## PROBLEM REQUIREMENTS
Count the lines in the records below that contain the string "sleeve", matching case exactly, and give only the number.

----------------------------------------

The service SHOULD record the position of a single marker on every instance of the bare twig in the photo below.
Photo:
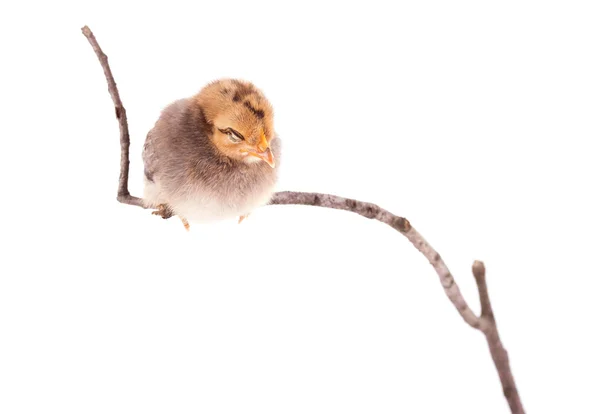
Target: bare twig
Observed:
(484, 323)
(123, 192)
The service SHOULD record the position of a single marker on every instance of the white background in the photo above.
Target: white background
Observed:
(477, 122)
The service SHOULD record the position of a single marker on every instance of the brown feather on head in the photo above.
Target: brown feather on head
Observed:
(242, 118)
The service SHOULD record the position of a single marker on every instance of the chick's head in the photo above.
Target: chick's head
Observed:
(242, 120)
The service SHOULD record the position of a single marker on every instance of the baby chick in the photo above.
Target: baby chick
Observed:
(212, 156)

----------------------------------------

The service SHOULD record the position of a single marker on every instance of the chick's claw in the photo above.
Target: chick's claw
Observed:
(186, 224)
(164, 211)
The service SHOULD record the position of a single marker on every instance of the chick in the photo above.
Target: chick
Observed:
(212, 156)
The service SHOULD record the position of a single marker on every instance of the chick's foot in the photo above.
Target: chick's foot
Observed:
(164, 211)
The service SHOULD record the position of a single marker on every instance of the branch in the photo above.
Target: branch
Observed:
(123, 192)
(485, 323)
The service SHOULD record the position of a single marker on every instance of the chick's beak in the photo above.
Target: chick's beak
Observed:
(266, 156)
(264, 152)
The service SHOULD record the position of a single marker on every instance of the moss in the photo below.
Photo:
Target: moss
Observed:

----------------------------------------

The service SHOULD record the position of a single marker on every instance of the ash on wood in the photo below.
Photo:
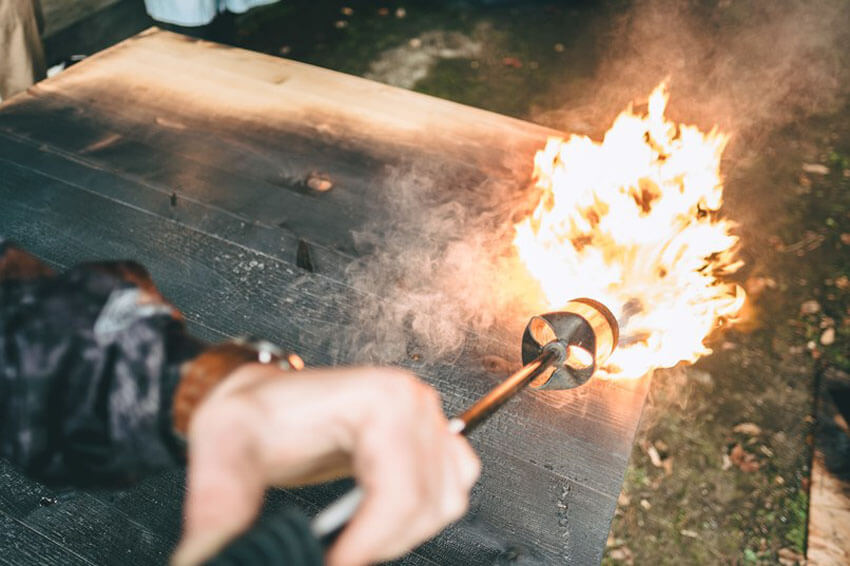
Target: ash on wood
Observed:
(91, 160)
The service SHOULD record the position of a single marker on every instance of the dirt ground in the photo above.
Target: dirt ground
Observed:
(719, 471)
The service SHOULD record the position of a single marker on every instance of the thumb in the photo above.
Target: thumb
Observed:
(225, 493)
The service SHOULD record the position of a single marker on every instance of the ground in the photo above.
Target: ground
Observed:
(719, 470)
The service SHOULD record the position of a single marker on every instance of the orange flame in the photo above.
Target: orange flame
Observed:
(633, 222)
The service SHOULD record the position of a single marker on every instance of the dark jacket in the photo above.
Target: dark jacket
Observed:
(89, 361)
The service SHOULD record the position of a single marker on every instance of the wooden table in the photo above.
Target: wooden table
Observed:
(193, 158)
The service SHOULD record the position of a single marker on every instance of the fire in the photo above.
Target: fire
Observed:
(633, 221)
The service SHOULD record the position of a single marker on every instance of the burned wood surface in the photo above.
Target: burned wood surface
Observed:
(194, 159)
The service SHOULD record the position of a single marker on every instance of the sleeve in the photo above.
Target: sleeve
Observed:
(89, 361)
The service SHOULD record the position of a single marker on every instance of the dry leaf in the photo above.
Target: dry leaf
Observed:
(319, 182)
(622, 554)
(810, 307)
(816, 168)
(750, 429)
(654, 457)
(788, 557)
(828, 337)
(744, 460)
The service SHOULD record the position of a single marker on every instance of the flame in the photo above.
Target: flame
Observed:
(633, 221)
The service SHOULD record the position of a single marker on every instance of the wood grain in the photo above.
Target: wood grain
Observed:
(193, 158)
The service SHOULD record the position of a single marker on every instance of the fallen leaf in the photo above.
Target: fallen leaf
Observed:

----------------------------------------

## TASK RESULT
2